Entries from a pointing dataset
-- -- --

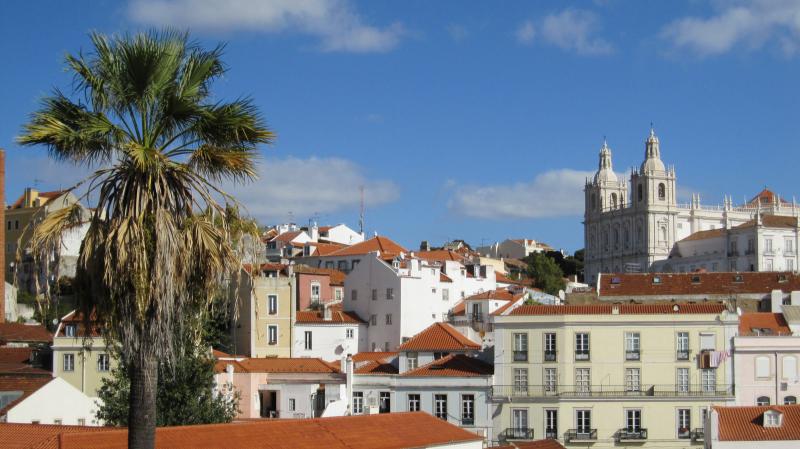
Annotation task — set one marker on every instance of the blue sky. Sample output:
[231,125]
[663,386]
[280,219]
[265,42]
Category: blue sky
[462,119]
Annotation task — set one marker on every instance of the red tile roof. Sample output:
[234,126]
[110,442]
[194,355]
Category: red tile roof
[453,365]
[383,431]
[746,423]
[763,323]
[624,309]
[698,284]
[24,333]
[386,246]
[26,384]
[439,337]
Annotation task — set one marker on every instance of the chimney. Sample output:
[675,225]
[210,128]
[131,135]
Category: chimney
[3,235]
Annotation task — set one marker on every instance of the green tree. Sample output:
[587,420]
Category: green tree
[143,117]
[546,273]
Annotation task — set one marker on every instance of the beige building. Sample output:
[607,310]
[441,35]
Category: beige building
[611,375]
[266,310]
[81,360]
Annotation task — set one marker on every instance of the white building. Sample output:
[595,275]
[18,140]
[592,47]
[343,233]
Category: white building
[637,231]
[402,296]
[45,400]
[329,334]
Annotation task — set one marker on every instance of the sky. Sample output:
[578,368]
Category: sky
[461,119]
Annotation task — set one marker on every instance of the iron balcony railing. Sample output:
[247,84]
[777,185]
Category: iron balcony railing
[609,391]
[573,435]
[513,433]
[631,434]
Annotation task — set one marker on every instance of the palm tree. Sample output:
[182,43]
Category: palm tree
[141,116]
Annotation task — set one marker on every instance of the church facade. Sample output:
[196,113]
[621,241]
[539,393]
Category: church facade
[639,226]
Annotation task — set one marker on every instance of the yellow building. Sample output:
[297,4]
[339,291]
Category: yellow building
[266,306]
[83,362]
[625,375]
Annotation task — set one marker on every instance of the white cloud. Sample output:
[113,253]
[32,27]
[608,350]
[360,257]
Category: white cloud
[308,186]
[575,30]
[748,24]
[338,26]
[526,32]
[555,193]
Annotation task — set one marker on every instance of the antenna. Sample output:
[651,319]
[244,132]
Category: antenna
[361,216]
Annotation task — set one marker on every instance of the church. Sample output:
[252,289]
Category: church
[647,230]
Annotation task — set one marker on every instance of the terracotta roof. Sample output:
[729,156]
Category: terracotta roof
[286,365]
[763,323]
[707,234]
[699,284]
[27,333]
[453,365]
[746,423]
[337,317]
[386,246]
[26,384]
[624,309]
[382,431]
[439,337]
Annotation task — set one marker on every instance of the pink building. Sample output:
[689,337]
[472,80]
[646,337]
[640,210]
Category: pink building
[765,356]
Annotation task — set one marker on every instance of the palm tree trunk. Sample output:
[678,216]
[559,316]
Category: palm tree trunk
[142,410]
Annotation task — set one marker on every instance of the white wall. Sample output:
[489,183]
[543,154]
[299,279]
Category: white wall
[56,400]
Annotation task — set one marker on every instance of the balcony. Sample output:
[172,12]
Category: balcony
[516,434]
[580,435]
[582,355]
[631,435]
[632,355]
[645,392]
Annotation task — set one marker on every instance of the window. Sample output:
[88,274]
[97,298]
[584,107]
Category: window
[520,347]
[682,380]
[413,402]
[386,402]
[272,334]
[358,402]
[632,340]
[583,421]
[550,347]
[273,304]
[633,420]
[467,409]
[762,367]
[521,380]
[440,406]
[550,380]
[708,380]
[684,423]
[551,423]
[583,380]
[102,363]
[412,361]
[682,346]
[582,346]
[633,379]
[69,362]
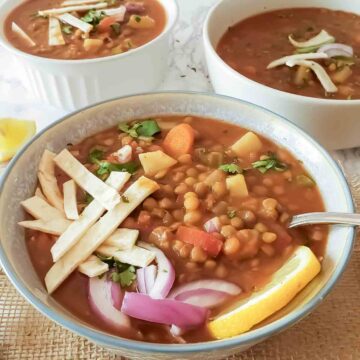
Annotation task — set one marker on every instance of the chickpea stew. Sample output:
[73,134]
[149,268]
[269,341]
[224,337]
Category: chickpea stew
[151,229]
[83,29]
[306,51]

-- -- --

STATED PROBLEM
Leave out the pictures, and please output only the lines from the line that contains "palm tree trunk." through the end of the data, both ends included.

IN RESPONSE
Annotation task — set one marker on every instance of the palm tree trunk. Sample output:
[678,216]
[559,316]
Category: palm tree trunk
[142,410]
Annotation task — set one marker on every instance of the white wall. Sample output:
[489,183]
[543,154]
[299,279]
Category: white wall
[56,400]
Annotation task — set one marker on every instance of the balcony. Sample output:
[172,12]
Category: balcony
[516,434]
[580,435]
[582,355]
[631,435]
[632,355]
[645,392]
Annotation task — set one marker on every instance of the window. Sample output:
[88,274]
[97,298]
[584,107]
Category: window
[520,347]
[682,380]
[413,402]
[386,402]
[272,334]
[358,402]
[632,340]
[583,421]
[550,347]
[273,304]
[633,420]
[467,409]
[762,367]
[521,380]
[440,406]
[550,380]
[708,380]
[684,423]
[551,423]
[583,380]
[102,363]
[412,361]
[682,346]
[582,346]
[633,379]
[69,362]
Annotation task — set one marker on every instance of the chickpea stew. Sample output:
[73,134]
[149,268]
[269,341]
[224,337]
Category: chickpea stew
[151,229]
[83,29]
[306,51]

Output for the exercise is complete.